**課題 1**
本文について次の問いに答えよ。
(a) 本作が刊行されたのは何年か。
(b) 本作の原題は何か。
(c) Tバック戦争は何から始まったか。
**課題 2**
本文のうち、「この年、著者は63歳だった。」から「収益にこだわる会社は、女性従業員たちに、Tバック姿を推奨するようになる。」までをすべて書き写すこと。
┌─ 本文
エレイン・ローブル・カニグズバーグ『Tバック戦争』読了。
本作『Tバック戦争』は、1993年(平成5年)に刊行された長編児童文学である。
原題は「T-Backs, T-Shirts, Coat, and Suit」。
この年、著者は63歳だった。
現代の魔女狩りの物語
人は、自分の意見を表明しない自由を有するのか?
Tバック戦争が始まったとき、バーナデットは、どちらの陣営に加わることも拒否した。
「わたしの表現の自由に対する考え方はこうよ。公職に立候補するとか、公職にある人を動かそうとするのでないかぎり、わたしが何をどう考えようと、自分の意見に対して権利があるように、自分の考えを発表しない権利も、わたしにはある」(E・L・カニグズバーグ「Tバック戦争」小島希里・訳)
Tバック戦争は、ホットドッグの路上販売から始まった。
バーナデットがたずねた。「何、着ていた?」クロエは答えた。「ほとんどなんにも」バーナデットは言った。「その、ほとんどなんにもっていうのは、Tバックと呼ばれてるものよ」(E・L・カニグズバーグ「Tバック戦争」小島希里・訳)
ホットドッグの売り上げを競う女性たちは、こぞってTバック姿で路上販売を始めたのだ。
収益にこだわる会社は、女性従業員たちに、Tバック姿を推奨するようになる。
「若い子がTバックを着れば、君の倍稼げるんだぜ」ザックは、バーナデットの前で記録表をひらひらさせて、言った。(E・L・カニグズバーグ「Tバック戦争」小島希里・訳)
彼らは、盛んに「連帯」という言葉を使った。
「いったいだれなの? だれにTバック着ろっていわれたのよ!」「ワンダ。会社のために、そうしろってさ。連帯を示すことが、たいせつなんだからってさ」(E・L・カニグズバーグ「Tバック戦争」小島希里・訳)
社内で孤立しても、Tバック姿にはならないバーナデットに、Tバック反対運動の連中が近づいてきた。
「わたしは、着たいと思っている人なら、だれにでもTバックを着る権利があると思っている。それと同時に、わたしが着たくないのであれば着ない権利がわたしにはある、と思っている。しかも、着ている人たちを応援しない権利も、わたしにはある」(E・L・カニグズバーグ「Tバック戦争」小島希里・訳)
└─
┌─ データ
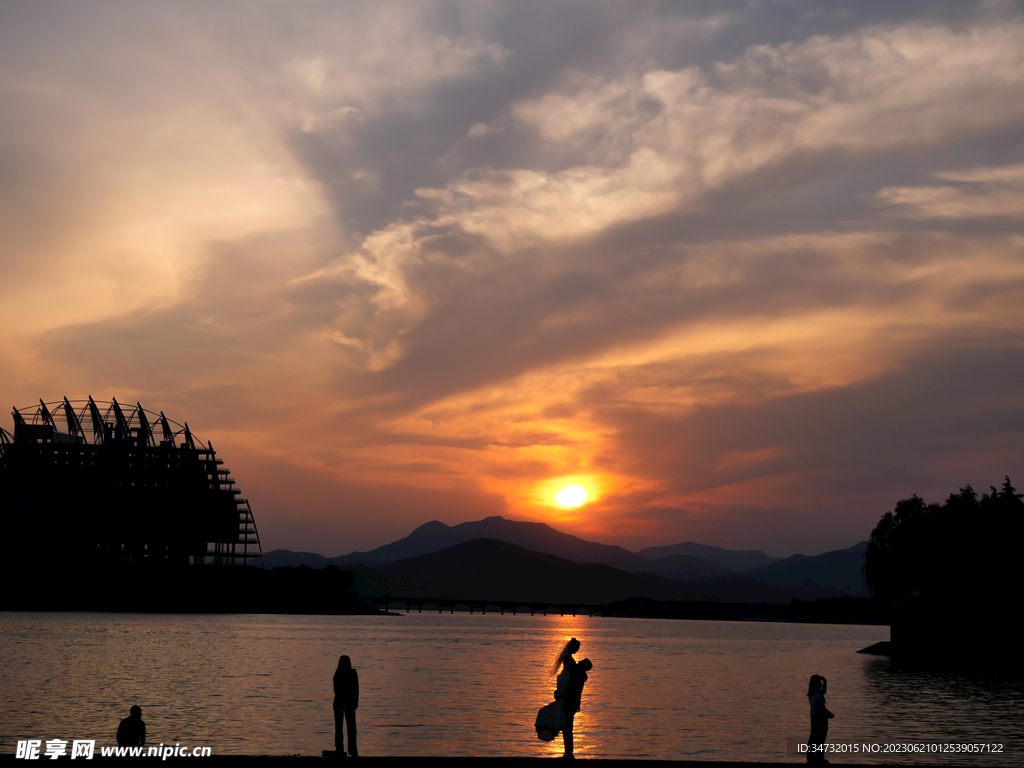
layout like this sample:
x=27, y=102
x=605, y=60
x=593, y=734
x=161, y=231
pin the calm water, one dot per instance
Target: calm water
x=471, y=685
└─
**解答 1**
(a) 1993年(平成5年)
(b) 「T-Backs, T-Shirts, Coat, and Suit」
(c) ホットドッグの路上販売

**解答 2**
この年、著者は63歳だった。
現代の魔女狩りの物語
人は、自分の意見を表明しない自由を有するのか?
Tバック戦争が始まったとき、バーナデットは、どちらの陣営に加わることも拒否した。
「わたしの表現の自由に対する考え方はこうよ。公職に立候補するとか、公職にある人を動かそうとするのでないかぎり、わたしが何をどう考えようと、自分の意見に対して権利があるように、自分の考えを発表しない権利も、わたしにはある」(E・L・カニグズバーグ「Tバック戦争」小島希里・訳)
Tバック戦争は、ホットドッグの路上販売から始まった。
バーナデットがたずねた。「何、着ていた?」クロエは答えた。「ほとんどなんにも」バーナデットは言った。「その、ほとんどなんにもっていうのは、Tバックと呼ばれてるものよ」(E・L・カニグズバーグ「Tバック戦争」小島希里・訳)
ホットドッグの売り上げを競う女性たちは、こぞってTバック姿で路上販売を始めたのだ。
収益にこだわる会社は、女性従業員たちに、Tバック姿を推奨するようになる。